Give back, exactly as written, the lines of the listing from the top through the line holding "like [[378, 49]].", and nothing more. Exclude pictures.
□ □ □ □
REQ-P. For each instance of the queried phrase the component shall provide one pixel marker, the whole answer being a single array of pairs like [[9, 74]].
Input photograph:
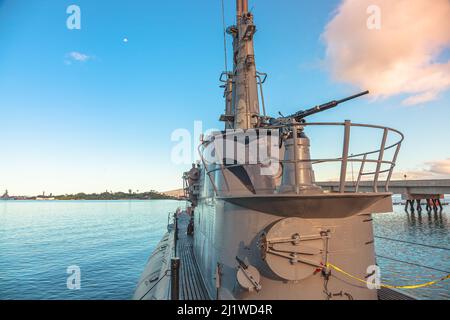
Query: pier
[[415, 192]]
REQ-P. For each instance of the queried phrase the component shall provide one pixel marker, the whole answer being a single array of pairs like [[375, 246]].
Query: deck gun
[[300, 115]]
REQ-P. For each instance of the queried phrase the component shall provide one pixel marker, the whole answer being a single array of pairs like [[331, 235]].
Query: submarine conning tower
[[263, 234]]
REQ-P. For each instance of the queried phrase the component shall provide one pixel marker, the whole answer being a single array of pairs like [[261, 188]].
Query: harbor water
[[110, 242]]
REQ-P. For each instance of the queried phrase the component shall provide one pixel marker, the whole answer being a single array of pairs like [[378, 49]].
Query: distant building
[[5, 196]]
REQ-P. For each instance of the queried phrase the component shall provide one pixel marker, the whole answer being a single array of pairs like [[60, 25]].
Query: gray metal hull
[[224, 231]]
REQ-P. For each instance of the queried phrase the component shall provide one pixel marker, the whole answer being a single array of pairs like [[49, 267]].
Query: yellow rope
[[329, 265]]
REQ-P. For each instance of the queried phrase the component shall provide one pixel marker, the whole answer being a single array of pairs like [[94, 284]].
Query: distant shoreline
[[106, 196]]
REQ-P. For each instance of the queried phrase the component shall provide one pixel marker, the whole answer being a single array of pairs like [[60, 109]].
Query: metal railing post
[[347, 126], [380, 158], [394, 160], [295, 131], [361, 172], [175, 231], [175, 278]]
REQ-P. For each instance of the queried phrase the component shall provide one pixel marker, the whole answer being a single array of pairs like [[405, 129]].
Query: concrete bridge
[[404, 187], [413, 191]]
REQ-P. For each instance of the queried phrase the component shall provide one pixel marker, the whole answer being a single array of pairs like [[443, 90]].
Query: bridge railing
[[346, 158]]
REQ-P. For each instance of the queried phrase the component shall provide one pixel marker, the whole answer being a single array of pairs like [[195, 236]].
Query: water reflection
[[424, 242]]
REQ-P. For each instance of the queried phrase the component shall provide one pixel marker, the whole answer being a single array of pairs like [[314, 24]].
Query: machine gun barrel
[[303, 114]]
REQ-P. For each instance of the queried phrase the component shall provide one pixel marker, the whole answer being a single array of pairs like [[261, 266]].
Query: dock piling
[[175, 278]]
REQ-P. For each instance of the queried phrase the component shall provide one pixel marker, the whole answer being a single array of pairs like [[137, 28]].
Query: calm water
[[111, 241]]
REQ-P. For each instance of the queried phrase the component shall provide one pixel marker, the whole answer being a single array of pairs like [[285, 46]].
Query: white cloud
[[403, 57], [438, 169], [77, 56]]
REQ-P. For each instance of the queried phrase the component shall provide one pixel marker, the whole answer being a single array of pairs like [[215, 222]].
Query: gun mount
[[301, 115]]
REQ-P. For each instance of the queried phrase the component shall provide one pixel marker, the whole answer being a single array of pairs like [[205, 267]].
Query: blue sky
[[105, 123]]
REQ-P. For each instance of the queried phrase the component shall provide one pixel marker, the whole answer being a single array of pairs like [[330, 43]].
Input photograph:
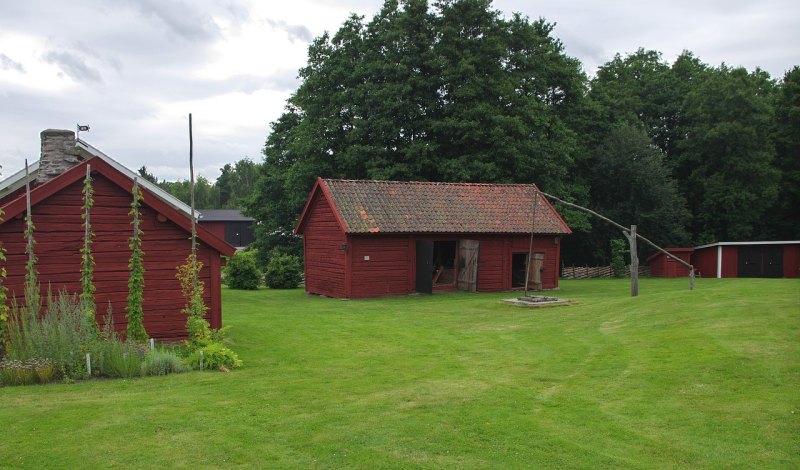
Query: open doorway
[[519, 264], [444, 262]]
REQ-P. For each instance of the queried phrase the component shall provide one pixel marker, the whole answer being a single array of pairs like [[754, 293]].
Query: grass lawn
[[672, 378]]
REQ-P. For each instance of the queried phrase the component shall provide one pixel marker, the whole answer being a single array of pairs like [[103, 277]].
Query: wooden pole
[[624, 229], [191, 186], [634, 261], [195, 274], [530, 247]]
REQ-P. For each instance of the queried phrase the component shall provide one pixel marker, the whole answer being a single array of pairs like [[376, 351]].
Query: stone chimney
[[59, 154]]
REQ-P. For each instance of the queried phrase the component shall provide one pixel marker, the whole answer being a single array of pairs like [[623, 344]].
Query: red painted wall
[[730, 261], [391, 267], [791, 260], [388, 269], [324, 258], [59, 238]]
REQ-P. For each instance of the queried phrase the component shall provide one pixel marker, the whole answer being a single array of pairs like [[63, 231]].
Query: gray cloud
[[73, 66], [7, 63], [185, 20], [296, 32]]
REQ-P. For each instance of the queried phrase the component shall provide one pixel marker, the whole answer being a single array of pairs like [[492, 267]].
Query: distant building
[[732, 259], [662, 265], [748, 259], [228, 224]]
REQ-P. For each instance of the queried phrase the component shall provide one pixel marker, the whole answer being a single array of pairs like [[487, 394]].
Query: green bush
[[283, 272], [29, 371], [115, 358], [241, 271], [61, 335], [163, 362], [214, 356]]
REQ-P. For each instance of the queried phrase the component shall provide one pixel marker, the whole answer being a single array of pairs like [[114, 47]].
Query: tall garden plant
[[135, 313], [87, 260]]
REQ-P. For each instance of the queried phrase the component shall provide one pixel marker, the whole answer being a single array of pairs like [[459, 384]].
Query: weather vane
[[81, 128]]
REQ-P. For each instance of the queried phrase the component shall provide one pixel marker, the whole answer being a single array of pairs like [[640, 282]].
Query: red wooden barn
[[664, 266], [748, 259], [373, 238], [56, 200]]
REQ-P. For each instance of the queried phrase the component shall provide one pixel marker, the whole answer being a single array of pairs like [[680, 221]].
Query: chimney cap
[[54, 132]]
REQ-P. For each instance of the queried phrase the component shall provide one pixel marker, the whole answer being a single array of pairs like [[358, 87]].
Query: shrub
[[29, 371], [162, 362], [115, 358], [214, 356], [60, 335], [283, 272], [241, 271], [618, 266]]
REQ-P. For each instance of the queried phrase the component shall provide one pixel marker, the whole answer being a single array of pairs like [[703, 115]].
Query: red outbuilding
[[748, 259], [56, 200], [662, 265], [374, 238]]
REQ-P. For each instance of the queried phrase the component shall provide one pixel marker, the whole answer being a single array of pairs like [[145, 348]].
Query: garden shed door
[[424, 281], [468, 265], [535, 272]]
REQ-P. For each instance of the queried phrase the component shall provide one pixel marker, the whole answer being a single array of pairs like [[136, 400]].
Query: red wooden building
[[748, 259], [664, 266], [373, 238], [56, 200]]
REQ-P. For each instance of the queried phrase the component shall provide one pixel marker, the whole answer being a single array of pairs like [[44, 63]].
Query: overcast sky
[[134, 69]]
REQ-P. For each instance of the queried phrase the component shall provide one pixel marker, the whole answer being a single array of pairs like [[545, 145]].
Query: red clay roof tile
[[405, 207]]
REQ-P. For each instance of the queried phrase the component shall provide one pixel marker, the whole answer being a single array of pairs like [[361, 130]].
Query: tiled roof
[[405, 207]]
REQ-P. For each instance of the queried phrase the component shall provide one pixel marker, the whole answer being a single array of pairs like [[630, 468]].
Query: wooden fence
[[591, 272]]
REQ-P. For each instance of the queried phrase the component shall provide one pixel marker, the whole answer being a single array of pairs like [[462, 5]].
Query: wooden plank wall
[[324, 258], [59, 237]]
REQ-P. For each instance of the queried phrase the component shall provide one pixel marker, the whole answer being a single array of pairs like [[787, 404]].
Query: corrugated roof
[[222, 215], [405, 207]]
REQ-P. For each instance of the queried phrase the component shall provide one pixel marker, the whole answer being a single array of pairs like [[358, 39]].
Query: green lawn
[[673, 378]]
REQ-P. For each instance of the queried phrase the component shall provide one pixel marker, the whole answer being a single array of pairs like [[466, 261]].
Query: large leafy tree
[[729, 152], [633, 185], [454, 92], [785, 225]]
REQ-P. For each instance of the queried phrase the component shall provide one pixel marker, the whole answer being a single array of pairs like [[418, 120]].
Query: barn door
[[773, 261], [535, 272], [750, 261], [468, 265], [424, 282]]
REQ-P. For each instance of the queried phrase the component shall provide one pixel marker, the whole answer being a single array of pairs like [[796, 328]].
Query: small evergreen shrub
[[163, 362], [283, 272], [61, 335], [241, 271], [26, 372], [214, 356]]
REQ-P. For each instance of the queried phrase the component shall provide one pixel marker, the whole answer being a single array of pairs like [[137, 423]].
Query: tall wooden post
[[634, 261]]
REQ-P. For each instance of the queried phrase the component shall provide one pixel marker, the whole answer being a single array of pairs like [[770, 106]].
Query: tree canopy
[[455, 91]]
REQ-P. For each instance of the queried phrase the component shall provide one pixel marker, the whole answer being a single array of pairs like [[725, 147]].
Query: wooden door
[[535, 272], [468, 251], [773, 261], [749, 261], [424, 266]]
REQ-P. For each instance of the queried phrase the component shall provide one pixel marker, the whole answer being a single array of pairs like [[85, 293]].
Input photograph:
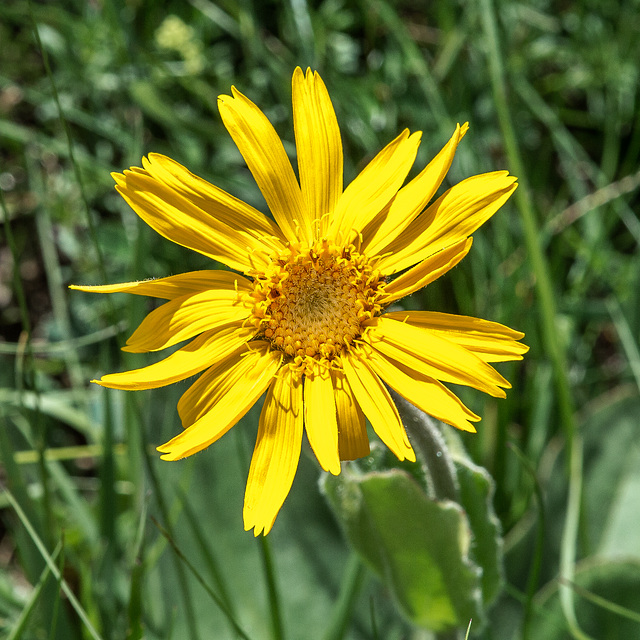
□ □ □ □
- [Task output]:
REQ-P. For each instance of the queried phrase the component shall provide one pixel marker, the whole answer being a single array of pairs like [[9, 74]].
Input photograph:
Query: pier
[[415, 192]]
REQ-P. For each instance of the queried phrase the component shall provide one pixel marker, the whole answer being a single array of pairs like [[375, 246]].
Query: deck gun
[[300, 115]]
REQ-P. For each instance of the queried phrase the component shall provide one pixel marker, the whole answer being a single array of pairs like [[331, 235]].
Query: submarine conning tower
[[263, 234]]
REQ-P. For each instance of the queried phrase the component shall provide one pixel marker, the whole answer being a single array of pairs like [[261, 188]].
Query: harbor water
[[110, 242]]
REQ-P. For each instance of the queried phrase the component shall provide one pixel marker, the whole answer being a single array of pairs like [[378, 49]].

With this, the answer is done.